Begin
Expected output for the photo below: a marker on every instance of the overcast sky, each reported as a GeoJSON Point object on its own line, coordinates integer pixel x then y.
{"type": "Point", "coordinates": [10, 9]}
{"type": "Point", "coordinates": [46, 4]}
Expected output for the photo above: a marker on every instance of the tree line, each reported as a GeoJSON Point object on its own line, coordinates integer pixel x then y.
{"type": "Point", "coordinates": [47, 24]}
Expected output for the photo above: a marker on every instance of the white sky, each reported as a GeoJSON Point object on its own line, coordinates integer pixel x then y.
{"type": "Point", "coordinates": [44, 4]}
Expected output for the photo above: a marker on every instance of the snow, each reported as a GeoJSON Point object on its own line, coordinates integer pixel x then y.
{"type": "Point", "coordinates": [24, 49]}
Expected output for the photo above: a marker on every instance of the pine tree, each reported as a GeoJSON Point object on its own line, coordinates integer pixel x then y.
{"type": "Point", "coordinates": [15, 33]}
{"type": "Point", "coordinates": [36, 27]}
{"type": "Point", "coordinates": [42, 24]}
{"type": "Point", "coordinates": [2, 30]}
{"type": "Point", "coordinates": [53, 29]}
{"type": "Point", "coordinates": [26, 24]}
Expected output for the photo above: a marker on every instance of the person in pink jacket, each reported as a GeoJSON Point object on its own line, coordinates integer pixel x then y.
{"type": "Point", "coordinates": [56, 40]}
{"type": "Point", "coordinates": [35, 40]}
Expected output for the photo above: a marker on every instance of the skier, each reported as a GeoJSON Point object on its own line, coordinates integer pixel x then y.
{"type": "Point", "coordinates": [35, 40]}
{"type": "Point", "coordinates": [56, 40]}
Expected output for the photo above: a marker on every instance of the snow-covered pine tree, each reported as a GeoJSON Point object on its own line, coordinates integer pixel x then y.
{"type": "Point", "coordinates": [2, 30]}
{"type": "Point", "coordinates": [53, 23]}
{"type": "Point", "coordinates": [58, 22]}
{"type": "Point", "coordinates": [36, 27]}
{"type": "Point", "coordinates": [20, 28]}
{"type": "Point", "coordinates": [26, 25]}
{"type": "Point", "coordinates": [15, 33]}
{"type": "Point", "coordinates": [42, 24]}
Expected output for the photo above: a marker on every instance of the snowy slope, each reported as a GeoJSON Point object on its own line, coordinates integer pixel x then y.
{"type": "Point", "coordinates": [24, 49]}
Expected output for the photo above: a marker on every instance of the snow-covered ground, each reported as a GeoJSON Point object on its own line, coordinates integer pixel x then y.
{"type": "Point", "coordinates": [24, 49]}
End
Update all the records above by replacing "a marker" with "a pin" and leaving every other part unchanged.

Expected output for the photo below: a pin on every instance of the overcast sky, each reported as a GeoJSON Point object on its own line, coordinates integer pixel x then y.
{"type": "Point", "coordinates": [10, 9]}
{"type": "Point", "coordinates": [46, 4]}
Expected output for the photo above: a pin on every instance of the tree line, each reported as a GeoJSON Point object on its own line, coordinates integer pixel x then y.
{"type": "Point", "coordinates": [47, 24]}
Expected output for the photo above: a pin on every instance of the white sky, each reported as a GeoJSON Point object on its own line, coordinates integer pixel x then y.
{"type": "Point", "coordinates": [44, 4]}
Expected output for the photo above: a pin on every instance of the snow, each reported as a GeoJSON Point object on its own line, coordinates integer pixel x then y.
{"type": "Point", "coordinates": [24, 49]}
Expected output for the photo above: a pin on every instance of the pine tree, each reported as a GeoJSON Point object on its own line, coordinates integer pixel x then y.
{"type": "Point", "coordinates": [15, 33]}
{"type": "Point", "coordinates": [36, 27]}
{"type": "Point", "coordinates": [42, 24]}
{"type": "Point", "coordinates": [2, 30]}
{"type": "Point", "coordinates": [53, 29]}
{"type": "Point", "coordinates": [26, 24]}
Expected output for the photo above: a pin on every instance of the person in pink jacket, each reported as a GeoJSON Point object on its own line, coordinates integer pixel x then y.
{"type": "Point", "coordinates": [56, 40]}
{"type": "Point", "coordinates": [35, 40]}
Expected output for the photo above: a pin on every instance of the skier, each reported as a GeoJSON Point object on its own line, coordinates integer pixel x then y.
{"type": "Point", "coordinates": [35, 40]}
{"type": "Point", "coordinates": [56, 40]}
Expected output for the photo above: a pin on every instance of the snow-covered pine tree, each reported as a GeoJSON Point object on its own line, coordinates integer pixel x then y.
{"type": "Point", "coordinates": [2, 30]}
{"type": "Point", "coordinates": [53, 23]}
{"type": "Point", "coordinates": [58, 22]}
{"type": "Point", "coordinates": [36, 27]}
{"type": "Point", "coordinates": [20, 28]}
{"type": "Point", "coordinates": [26, 25]}
{"type": "Point", "coordinates": [15, 33]}
{"type": "Point", "coordinates": [42, 24]}
Expected output for the photo above: a pin on every instance of the snowy slope, each reported as a GeoJSON Point object on its own line, coordinates integer pixel x then y.
{"type": "Point", "coordinates": [24, 49]}
Expected output for the photo above: a pin on every instance of the snow-covered ground, each reported as a GeoJSON Point object on its own line, coordinates integer pixel x then y.
{"type": "Point", "coordinates": [24, 49]}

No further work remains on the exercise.